*Task requirements*:
**1)** Which terms ending in "-specific" or "-limited" does the passage on VIP rights use to describe a VIP right? List every one.
**2)** Go on with the passage on VIP rights and VIP Gates, picking up right after its final sentence.

*Text passage*:
The following subsections describe in greater detail VIP rights, VIPGs, VIPmon, QoS requirements, and the VIP protocol.
This subsection describes the main attributes of VIP rights.
In greater detail, a regular client becomes a selected client when an e-merchant grants a VIP right to the client. A selected client becomes a VIP when the selected client activates the respective VIP right. A VIP becomes a selected client when the VIP deactivates the respective VIP right. A VIP or selected client becomes a regular client when the respective VIP right expires or is revoked by the e-merchant.
The judgment of what clients should have VIP privileges for sending packets to a given e-merchant can be made only by that e-merchant, and not by a client. Therefore, a VIP right is always client-specific, i.e., a client cannot transfer to another client a VIP right. Because an e-merchant may not consider another e-merchant's VIPs particularly worthy, a VIP right is always e-merchant-specific, i.e., can be used to carry packets in a privileged CoS only to the e-merchant that granted the VIP right.
An e-merchant grants or revokes a VIP right by sending to an ISP a request that the ISP respectively insert the VIP right into or remove the VIP right from the ISP's VIP list. Thus, a VIP right is always ISP-specific. An e-merchant may grant VIP rights for the same client at different ISPs or at different points of presence (PoPs) of the same ISP. Typically, an e-merchant will grant a client no more than a few VIP rights, e.g., one that the client may use at home, another for use at work, and perhaps a third for use while traveling.
Every VIP right is term-limited, i.e., expires at a certain time. This term limit reflects the frequency with which the e-merchant ranks clients for selection of VIPs. Every VIP right is also usage-limited, i.e., expires when the amount of information (e.g., number of packets or bytes) the client has sent using it reaches a specified limit. This usage limit is calculated to allow a VIP to perform, as a VIP, sufficient new transactions to remain a VIP.
A VIP right may also be location-specific, i.e., usable only in a certain PoP of an ISP. Location-specific VIP rights may be used, e.g., for access from home or from work. A location-specific VIP right allows the respective activation, deactivation, and usage accounting to be processed entirely locally at the PoP. This local processing provides straightforward scalability and robustness with respect to DoS attacks against most of the ISP's infrastructure. Alternatively, a VIP right may be location-independent, i.e. usable in any of the ISP's PoPs. A location-independent VIP right may be used, e.g., for mobile access. To activate, deactivate, read, or update the usage accounting of a location-independent VIP right, a VIPG needs to communicate with a remote database server. Because these operations cannot be performed locally, they are more susceptible to DoS attacks than is the case for location-specific VIP rights. Thus, location-independent VIP rights require more sophisticated distributed database processing techniques for high scalability and robustness.
This subsection describes VIP Gates (VIPGs), the devices that put VIP rights into action.
Each VIPG maintains a VIP list and a Web site where clients can activate and deactivate the respective VIP rights. The VIP list contains the VIPG's location-specific VIP rights and replicas of location-independent VIP rights activated by clients connected to the VIPG. A VIPG dynamically binds a client with an address when the client activates a VIP right (i.e., client addresses need not be fixed). When a client activates a location-independent VIP right, the VIPG locks and reads the respective records from a remote database. Conversely, when the client deactivates the right, the VIPG updates and unlocks the respective records in the remote database.

*Stored rows*:
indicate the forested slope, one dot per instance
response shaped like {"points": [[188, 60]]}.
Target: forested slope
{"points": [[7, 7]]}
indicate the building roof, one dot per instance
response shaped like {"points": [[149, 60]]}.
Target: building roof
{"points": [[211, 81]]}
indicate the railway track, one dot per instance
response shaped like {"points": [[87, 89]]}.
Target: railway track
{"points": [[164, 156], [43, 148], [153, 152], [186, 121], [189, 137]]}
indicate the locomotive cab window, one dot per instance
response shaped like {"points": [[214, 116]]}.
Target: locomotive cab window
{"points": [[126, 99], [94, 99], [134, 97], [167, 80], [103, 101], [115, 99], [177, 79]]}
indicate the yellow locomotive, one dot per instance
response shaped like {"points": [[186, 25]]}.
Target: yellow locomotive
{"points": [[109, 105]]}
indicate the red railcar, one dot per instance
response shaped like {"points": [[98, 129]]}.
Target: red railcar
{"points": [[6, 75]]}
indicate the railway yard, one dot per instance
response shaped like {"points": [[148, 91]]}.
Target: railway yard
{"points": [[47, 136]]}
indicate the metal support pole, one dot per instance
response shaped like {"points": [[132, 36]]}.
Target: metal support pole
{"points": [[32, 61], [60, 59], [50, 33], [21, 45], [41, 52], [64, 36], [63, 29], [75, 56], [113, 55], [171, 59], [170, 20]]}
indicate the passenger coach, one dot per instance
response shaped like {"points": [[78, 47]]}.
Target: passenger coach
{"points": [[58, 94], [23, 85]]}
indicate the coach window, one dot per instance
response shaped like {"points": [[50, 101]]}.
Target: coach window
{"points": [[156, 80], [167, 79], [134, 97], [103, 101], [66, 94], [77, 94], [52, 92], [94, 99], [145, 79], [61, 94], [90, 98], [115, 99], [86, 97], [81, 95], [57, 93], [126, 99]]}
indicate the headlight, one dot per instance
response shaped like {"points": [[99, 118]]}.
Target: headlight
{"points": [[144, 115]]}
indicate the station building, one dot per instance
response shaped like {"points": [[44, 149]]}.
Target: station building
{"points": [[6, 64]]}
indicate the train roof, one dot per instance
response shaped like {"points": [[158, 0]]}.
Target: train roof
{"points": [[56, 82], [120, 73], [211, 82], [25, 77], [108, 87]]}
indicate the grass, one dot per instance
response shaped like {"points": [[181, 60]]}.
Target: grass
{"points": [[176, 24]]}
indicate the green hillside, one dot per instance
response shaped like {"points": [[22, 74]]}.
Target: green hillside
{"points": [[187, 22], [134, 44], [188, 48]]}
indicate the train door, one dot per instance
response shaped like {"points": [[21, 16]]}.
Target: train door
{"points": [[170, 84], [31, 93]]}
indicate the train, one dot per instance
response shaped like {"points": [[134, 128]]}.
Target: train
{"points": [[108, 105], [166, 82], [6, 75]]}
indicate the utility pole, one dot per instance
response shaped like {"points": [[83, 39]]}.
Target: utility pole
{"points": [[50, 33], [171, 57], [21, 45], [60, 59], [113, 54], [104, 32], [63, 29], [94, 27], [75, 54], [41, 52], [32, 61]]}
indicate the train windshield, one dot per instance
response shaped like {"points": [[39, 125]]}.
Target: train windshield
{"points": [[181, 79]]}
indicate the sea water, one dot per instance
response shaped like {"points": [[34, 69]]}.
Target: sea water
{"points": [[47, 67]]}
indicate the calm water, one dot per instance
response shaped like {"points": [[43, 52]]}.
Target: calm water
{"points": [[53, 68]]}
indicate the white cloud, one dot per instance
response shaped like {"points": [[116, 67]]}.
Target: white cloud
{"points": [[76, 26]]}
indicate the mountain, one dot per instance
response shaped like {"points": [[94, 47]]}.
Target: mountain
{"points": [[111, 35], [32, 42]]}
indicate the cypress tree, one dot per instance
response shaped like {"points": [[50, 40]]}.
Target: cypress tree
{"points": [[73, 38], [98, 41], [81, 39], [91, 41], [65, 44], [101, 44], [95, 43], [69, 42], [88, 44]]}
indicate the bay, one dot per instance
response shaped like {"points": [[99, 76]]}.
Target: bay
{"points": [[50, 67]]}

*Task-by-task answers*:
**1)**
- client-specific
- e-merchant-specific
- ISP-specific
- term-limited
- usage-limited
- location-specific

**2)**
VIPGs monitor packets coming in from access links, mark for transmission in the VIP CoS those packets whose source is a VIP with respect to the packet's destination (or vice-versa), mark for the regular CoS all other packets, and maintain VIP rights' usage information. To determine whether a packet's destination has an active VIP right issued by the packet's source, a VIPG caches whether packets recently sent from the destination to the source had VIP CoS markings.
VIPGs are preferably implemented in an ISP's access gateways. This allows an ISP to separate VIP and regular traffic as early as possible. VIPGs can also be implemented downstream from access gateways, e.g. as stand-alone devices or integrated with diffserv edge routers. However, downstream implementation may leave VIP packets vulnerable to congestion caused by regular packets between an access gateway and the corresponding downstream VIPG.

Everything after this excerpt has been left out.